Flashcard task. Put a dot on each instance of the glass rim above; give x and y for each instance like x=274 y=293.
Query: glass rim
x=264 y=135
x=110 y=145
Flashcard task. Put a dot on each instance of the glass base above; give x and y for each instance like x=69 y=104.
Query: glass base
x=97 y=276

+--

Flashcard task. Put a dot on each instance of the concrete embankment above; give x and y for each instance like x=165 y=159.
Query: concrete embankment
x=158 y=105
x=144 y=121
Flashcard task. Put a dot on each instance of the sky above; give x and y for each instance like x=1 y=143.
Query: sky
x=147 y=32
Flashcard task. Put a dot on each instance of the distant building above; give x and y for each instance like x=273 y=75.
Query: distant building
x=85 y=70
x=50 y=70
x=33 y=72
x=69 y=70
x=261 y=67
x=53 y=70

+--

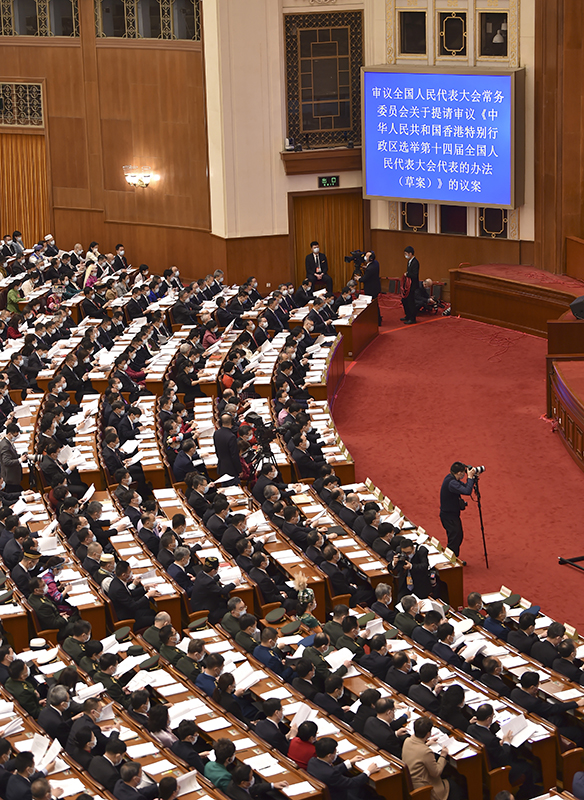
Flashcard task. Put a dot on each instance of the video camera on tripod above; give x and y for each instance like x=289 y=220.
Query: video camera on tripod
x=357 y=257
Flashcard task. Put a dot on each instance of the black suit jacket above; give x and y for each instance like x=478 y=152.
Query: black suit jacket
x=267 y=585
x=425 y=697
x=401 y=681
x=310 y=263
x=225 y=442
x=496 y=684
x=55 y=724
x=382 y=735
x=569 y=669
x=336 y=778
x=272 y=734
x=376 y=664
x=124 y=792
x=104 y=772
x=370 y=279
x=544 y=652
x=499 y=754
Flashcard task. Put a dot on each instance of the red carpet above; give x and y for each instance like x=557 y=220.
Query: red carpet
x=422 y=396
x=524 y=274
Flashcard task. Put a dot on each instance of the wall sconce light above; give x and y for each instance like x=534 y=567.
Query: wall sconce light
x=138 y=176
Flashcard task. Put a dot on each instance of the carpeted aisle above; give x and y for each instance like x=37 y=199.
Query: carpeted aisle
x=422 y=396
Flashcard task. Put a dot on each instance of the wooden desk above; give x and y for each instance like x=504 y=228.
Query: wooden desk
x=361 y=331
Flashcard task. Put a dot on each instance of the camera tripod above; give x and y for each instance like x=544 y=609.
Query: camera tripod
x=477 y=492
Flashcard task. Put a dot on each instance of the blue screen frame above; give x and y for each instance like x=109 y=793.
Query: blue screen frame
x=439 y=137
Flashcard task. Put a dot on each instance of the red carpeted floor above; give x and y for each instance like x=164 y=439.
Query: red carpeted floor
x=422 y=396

+--

** Written task **
Transcribe everything in the material from the line containing "Flashcard task. Put a dot on each instance of the wooden" down to the line containing "x=477 y=492", including both of those lines. Reproduce each line word for word without any changes.

** Exercise response **
Flashcard task. Put a dot on each instance of the wooden desk above; give x and y for each instance like x=504 y=228.
Query: wooden desk
x=361 y=331
Flashcard task. Put a dot on each instance of the camera tripod above; give x and y for each instance like x=544 y=609.
Query: camera tripod
x=477 y=492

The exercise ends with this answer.